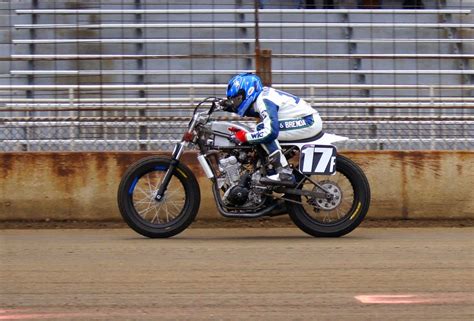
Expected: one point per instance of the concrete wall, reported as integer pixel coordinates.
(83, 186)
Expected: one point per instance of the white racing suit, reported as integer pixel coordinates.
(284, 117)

- - -

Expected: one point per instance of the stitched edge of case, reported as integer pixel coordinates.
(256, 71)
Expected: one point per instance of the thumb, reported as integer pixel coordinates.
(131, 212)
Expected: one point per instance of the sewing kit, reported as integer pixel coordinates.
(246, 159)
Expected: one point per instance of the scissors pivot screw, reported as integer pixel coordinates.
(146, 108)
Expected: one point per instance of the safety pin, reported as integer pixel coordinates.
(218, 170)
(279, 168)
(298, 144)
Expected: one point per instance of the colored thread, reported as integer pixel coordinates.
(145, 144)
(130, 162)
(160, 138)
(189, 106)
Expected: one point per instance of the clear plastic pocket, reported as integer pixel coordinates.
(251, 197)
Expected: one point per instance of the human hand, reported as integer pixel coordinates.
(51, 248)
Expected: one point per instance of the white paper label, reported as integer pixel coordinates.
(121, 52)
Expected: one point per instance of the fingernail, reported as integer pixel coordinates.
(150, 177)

- - -

YOUR INSTRUCTIONS: List every line of the material above that contains the string "Expected", treating uppercase and lowercase as distinct.

THE SOLUTION:
Expected: one point per instance of the concrete wall, reported as integer pixel coordinates.
Expected: one point per instance of the white racing suit, reported as integer pixel coordinates.
Expected: one point per instance of the stitched edge of case, reported as integer pixel coordinates.
Expected: one point per instance of the thumb, reported as integer pixel coordinates.
Expected: one point per instance of the sewing kit, reported as integer pixel coordinates.
Expected: one point per instance of the scissors pivot screw, reported as integer pixel coordinates.
Expected: one point per instance of the safety pin, reported as integer pixel coordinates.
Expected: one point per instance of the colored thread, reported as integer pixel coordinates.
Expected: one point per instance of the clear plastic pocket, reported as integer pixel coordinates.
Expected: one point per instance of the human hand, reported as integer pixel coordinates.
Expected: one point per instance of the white paper label, reported as integer pixel coordinates.
Expected: one point per instance of the fingernail, reported as integer pixel coordinates.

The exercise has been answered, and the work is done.